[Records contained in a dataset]
····················
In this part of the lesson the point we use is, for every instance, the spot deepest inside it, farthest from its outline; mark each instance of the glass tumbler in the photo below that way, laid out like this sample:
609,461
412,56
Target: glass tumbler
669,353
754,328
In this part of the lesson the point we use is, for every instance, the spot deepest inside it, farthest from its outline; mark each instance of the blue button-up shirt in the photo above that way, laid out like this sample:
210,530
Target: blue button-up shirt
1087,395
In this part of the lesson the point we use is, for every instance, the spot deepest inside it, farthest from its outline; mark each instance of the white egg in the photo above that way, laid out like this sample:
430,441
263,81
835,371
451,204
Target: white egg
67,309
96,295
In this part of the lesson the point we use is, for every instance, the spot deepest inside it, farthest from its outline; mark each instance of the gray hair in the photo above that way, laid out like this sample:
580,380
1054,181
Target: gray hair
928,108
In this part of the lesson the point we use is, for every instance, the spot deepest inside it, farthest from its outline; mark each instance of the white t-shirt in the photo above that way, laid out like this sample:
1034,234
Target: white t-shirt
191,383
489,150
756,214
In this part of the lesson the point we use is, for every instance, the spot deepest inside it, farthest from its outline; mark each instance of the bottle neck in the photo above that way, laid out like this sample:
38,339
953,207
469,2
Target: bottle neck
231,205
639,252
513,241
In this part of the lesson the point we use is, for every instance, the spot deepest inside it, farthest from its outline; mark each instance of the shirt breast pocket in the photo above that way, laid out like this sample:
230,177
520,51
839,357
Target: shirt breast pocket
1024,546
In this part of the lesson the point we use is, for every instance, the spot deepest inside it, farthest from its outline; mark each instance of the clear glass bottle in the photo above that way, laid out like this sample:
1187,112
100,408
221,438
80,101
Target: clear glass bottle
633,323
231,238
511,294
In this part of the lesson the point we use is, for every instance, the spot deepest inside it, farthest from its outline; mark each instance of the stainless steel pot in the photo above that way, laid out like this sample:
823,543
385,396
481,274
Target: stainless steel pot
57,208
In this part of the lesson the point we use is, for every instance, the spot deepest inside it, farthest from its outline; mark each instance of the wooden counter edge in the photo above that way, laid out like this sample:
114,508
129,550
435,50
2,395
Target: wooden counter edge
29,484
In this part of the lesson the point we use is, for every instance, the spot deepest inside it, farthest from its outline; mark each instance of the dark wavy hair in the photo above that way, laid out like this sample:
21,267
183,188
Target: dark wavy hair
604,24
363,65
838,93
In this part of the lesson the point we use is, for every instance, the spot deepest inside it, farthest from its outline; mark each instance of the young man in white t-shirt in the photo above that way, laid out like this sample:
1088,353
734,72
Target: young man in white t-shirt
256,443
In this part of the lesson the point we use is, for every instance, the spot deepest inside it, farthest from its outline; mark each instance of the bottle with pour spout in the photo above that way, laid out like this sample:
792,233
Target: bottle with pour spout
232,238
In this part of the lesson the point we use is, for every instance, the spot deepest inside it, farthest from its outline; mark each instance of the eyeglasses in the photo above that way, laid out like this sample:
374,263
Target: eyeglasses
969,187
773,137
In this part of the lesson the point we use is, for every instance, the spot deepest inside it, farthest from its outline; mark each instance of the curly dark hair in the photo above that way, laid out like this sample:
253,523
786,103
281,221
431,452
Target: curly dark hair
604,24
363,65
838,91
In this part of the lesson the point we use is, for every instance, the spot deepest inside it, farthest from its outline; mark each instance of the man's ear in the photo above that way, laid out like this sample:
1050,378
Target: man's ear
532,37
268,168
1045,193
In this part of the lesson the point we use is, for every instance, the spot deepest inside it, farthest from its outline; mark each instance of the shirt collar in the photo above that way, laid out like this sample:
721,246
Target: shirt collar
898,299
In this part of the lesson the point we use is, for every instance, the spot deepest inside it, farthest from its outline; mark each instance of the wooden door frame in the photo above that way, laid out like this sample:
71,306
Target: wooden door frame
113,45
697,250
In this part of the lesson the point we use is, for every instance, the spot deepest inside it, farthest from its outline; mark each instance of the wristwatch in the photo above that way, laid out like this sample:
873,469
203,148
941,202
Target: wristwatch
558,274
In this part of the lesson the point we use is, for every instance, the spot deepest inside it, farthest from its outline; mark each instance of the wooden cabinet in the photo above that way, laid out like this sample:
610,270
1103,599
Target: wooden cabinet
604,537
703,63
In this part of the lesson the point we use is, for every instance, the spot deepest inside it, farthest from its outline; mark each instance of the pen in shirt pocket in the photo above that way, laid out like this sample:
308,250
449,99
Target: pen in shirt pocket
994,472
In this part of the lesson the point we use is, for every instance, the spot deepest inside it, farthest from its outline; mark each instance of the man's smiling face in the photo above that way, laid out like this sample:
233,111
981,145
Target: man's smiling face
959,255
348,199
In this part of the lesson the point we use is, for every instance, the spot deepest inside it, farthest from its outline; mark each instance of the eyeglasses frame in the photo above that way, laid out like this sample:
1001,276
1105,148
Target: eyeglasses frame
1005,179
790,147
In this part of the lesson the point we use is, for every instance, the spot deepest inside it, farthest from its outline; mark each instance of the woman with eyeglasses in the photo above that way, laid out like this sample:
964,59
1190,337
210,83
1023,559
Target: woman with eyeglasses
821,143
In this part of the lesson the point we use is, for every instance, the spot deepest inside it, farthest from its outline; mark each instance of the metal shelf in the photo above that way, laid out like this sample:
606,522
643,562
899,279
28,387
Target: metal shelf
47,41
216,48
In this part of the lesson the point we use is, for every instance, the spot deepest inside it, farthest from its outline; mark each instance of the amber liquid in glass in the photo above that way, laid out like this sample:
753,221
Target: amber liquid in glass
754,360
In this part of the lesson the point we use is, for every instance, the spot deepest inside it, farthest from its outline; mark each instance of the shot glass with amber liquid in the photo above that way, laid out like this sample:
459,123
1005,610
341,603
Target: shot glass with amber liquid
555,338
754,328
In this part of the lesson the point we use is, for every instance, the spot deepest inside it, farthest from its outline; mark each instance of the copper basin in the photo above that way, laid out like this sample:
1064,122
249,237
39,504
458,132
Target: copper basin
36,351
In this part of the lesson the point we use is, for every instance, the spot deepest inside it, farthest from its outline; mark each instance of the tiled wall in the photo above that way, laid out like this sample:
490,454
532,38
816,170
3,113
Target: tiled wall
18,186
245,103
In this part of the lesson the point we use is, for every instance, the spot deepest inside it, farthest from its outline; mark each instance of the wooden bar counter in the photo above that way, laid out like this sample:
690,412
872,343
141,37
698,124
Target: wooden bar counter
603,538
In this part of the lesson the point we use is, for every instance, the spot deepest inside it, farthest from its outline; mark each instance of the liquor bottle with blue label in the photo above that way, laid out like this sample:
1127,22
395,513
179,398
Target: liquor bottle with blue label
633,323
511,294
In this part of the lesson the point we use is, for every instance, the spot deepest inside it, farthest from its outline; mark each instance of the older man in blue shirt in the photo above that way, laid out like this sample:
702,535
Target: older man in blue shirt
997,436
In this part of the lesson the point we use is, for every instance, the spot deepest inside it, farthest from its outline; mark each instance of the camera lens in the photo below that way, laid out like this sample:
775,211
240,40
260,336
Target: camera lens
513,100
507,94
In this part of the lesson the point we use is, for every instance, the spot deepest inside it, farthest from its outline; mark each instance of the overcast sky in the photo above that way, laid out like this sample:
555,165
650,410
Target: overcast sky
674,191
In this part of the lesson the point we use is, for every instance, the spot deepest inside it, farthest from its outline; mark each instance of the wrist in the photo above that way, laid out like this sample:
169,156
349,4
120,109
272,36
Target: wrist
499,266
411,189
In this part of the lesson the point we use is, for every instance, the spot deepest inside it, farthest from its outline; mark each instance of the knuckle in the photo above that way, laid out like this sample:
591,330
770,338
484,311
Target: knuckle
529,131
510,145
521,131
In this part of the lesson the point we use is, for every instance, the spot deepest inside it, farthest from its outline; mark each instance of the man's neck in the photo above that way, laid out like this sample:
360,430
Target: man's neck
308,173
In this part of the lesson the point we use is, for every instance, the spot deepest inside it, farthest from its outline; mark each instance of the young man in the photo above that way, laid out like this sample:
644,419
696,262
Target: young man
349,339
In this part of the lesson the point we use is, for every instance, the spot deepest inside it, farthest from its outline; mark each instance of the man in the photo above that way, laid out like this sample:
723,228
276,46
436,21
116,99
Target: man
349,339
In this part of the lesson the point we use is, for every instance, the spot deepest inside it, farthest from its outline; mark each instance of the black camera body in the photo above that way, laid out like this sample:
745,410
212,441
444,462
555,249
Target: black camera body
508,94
····················
Reproduce precisely the span of lines that begins at the line containing "of the camera" and ends with the last line of the listing.

In this part of the lesson the point we use is, for every instance, the spot deepest inside it, farthest from its outline; mark each instance of the camera lens in the photo below that way, laid out like this sample:
775,211
240,40
260,336
Target: camera lens
513,100
507,94
In this part of the lesson the point we use is, for every instance, the spot deepest inside it, farthest from its outline; mark each instance of the overcast sky in the photo above that way, laid out like this sample:
555,165
650,410
Target: overcast sky
674,191
In this part of the lesson the point we use is, for every instance, the spot deepest inside it, farthest from its outline; mark each instance of the wrist in the photo above that way, laid out like this sample:
169,156
349,4
120,109
272,36
Target: wrist
499,266
411,189
In this part of the lesson the point we use is, for every instance, the spot deepest inside it, farthest from its outline; mark each instance of the knuckle in the photo above that way, laid out like this sample:
591,330
770,338
484,311
Target: knuckle
529,131
510,145
521,131
In this part of the lesson the point we use is, for every instance, the spot deepest inside it, farthest from its outline; mark each instance of the man's neck in the photo above that way, laid out like this sample:
360,430
Target: man's neck
308,173
In this part of the lesson the point we use is, for every instance, the spot deepest inside it, farthest from its outline; mark each instance of the young man in the photo above that way, laid out like this sample:
644,419
696,262
Target: young man
349,339
In this part of the lesson the point we use is, for every instance, the spot deepest inside it, farthest from its outline; mark each instance of the man in the photo above that way, laid out like this sample:
723,228
276,46
436,21
116,99
Target: man
349,339
In this part of the lesson the point we use is, for every instance, the spot deepest inside it, farthest from its outline; mark each instance of the black camera body in the photo above that way, laid out like this sample:
745,410
212,441
444,462
555,249
Target: black camera body
508,94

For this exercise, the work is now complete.